## Excerpted text
<<<<
Productivity

post-mortem

boshu2/agentops · updated Apr 8, 2026

$npx skills add https://github.com/boshu2/agentops --skill post-mortem
summary

Purpose: Wrap up completed work — validate it shipped correctly, extract learnings, process the knowledge backlog, activate high-value insights, and retire stale knowledge.

skill.md

Post-Mortem Skill

Purpose: Wrap up completed work — validate it shipped correctly, extract learnings, process the knowledge backlog, activate high-value insights, and retire stale knowledge.

Runtime note: Hook-driven closeout is runtime-dependent. Claude/OpenCode can wire Phase 2-5 maintenance through lifecycle hooks. Codex does not expose that hook surface, so Codex sessions should finish closeout with ao codex stop.

Six phases:

  1. Council — Did we implement it correctly?
  2. Extract — What did we learn?
>>>>
## Task requirements
a) List each action that the post-mortem skill page gives as part of its purpose.
b) Please write the next part of the post-mortem skill page, starting after "2. Extract — What did we learn?"

## Data under study
<<<<
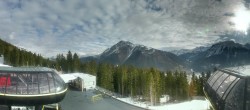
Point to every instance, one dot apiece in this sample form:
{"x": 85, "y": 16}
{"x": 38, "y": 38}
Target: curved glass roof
{"x": 30, "y": 81}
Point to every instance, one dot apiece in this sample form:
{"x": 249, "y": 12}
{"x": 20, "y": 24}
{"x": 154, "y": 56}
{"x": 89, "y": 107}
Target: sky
{"x": 88, "y": 27}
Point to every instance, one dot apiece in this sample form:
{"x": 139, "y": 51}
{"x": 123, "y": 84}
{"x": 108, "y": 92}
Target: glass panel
{"x": 51, "y": 83}
{"x": 216, "y": 76}
{"x": 235, "y": 98}
{"x": 12, "y": 87}
{"x": 219, "y": 81}
{"x": 59, "y": 83}
{"x": 3, "y": 79}
{"x": 43, "y": 83}
{"x": 22, "y": 84}
{"x": 224, "y": 86}
{"x": 33, "y": 84}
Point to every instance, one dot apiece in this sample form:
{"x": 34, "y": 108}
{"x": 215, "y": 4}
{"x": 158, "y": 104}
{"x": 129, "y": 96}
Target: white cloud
{"x": 91, "y": 26}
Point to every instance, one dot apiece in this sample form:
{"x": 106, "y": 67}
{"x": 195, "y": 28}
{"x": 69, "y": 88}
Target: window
{"x": 224, "y": 86}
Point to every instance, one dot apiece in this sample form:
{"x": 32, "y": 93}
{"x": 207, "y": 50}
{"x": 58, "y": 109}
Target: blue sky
{"x": 88, "y": 27}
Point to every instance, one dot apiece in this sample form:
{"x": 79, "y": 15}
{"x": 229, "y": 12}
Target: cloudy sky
{"x": 88, "y": 27}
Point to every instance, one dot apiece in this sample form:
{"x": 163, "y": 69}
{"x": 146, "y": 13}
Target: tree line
{"x": 147, "y": 84}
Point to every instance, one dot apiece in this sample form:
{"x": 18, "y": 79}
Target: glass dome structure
{"x": 30, "y": 86}
{"x": 228, "y": 90}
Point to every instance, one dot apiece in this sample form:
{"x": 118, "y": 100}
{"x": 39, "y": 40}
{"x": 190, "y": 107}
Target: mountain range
{"x": 220, "y": 55}
{"x": 127, "y": 53}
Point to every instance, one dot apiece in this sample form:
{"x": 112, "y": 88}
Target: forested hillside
{"x": 147, "y": 84}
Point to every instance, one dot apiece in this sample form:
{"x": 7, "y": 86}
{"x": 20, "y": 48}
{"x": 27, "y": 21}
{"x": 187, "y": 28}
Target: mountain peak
{"x": 122, "y": 42}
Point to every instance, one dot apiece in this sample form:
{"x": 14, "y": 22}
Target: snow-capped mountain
{"x": 222, "y": 54}
{"x": 125, "y": 52}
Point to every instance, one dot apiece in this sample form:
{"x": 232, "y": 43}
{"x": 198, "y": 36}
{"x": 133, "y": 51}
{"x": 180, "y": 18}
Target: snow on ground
{"x": 188, "y": 105}
{"x": 2, "y": 65}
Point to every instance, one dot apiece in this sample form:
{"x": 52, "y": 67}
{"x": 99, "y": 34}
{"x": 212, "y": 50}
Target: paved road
{"x": 75, "y": 100}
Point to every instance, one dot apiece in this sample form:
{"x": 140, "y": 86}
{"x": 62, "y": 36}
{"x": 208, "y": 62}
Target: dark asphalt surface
{"x": 76, "y": 100}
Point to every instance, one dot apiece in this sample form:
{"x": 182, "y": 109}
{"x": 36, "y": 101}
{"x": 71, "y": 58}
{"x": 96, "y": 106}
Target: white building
{"x": 86, "y": 81}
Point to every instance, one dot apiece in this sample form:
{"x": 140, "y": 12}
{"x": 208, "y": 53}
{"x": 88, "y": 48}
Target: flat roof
{"x": 25, "y": 69}
{"x": 241, "y": 70}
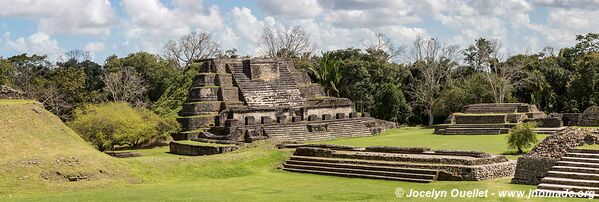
>>>>
## Expected results
a)
- Validate it shipped correctly
- Extract learnings
- Process the knowledge backlog
- Activate high-value insights
- Retire stale knowledge

b)
  3. Process Backlog — Score, deduplicate, and flag stale learnings
  4. Activate — Promote high-value learnings to MEMORY.md and constraints
  5. Retire — Archive stale and superseded learnings
  6. Harvest — Surface next work for the flywheel

Quick Start

/post-mortem                    # wraps up recent work
/post-mortem epic-123           # wraps up specific epic
/post-mortem --quick "insight"  # quick-capture single learning (no council)
/post-mortem --process-only     # skip council+extraction, run Phase 3-5 on backlog
/post-mortem --skip-activate    # extract + process but don't write MEMORY.md
/post-mortem --deep recent      # thorough council review
/post-mortem --mixed epic-123   # cross-vendor (Claude + Codex)
/post-mortem --skip-checkpoint-policy epic-123  # skip ratchet chain validation

Codex Closeout

In Codex hookless mode, run these after the post-mortem workflow writes learnings and next work:

ao codex stop
ao codex status

ao codex stop uses the latest transcript or history fallback to queue/persist learnings and run close-loop maintenance without runtime hooks.


Flags

Flag Default Description
--quick "text" off Quick-capture a single learning directly to .agents/learnings/ without running a full post-mortem. Formerly handled by /retro --quick.
--process-only off Skip council and extraction (Phase 1-2). Run Phase 3-5 on the existing backlog only.
--skip-activate off Extract and process learnings but do not write to MEMORY.md (skip Phase 4 promotions).
--deep off 3 judges (default for post-mortem)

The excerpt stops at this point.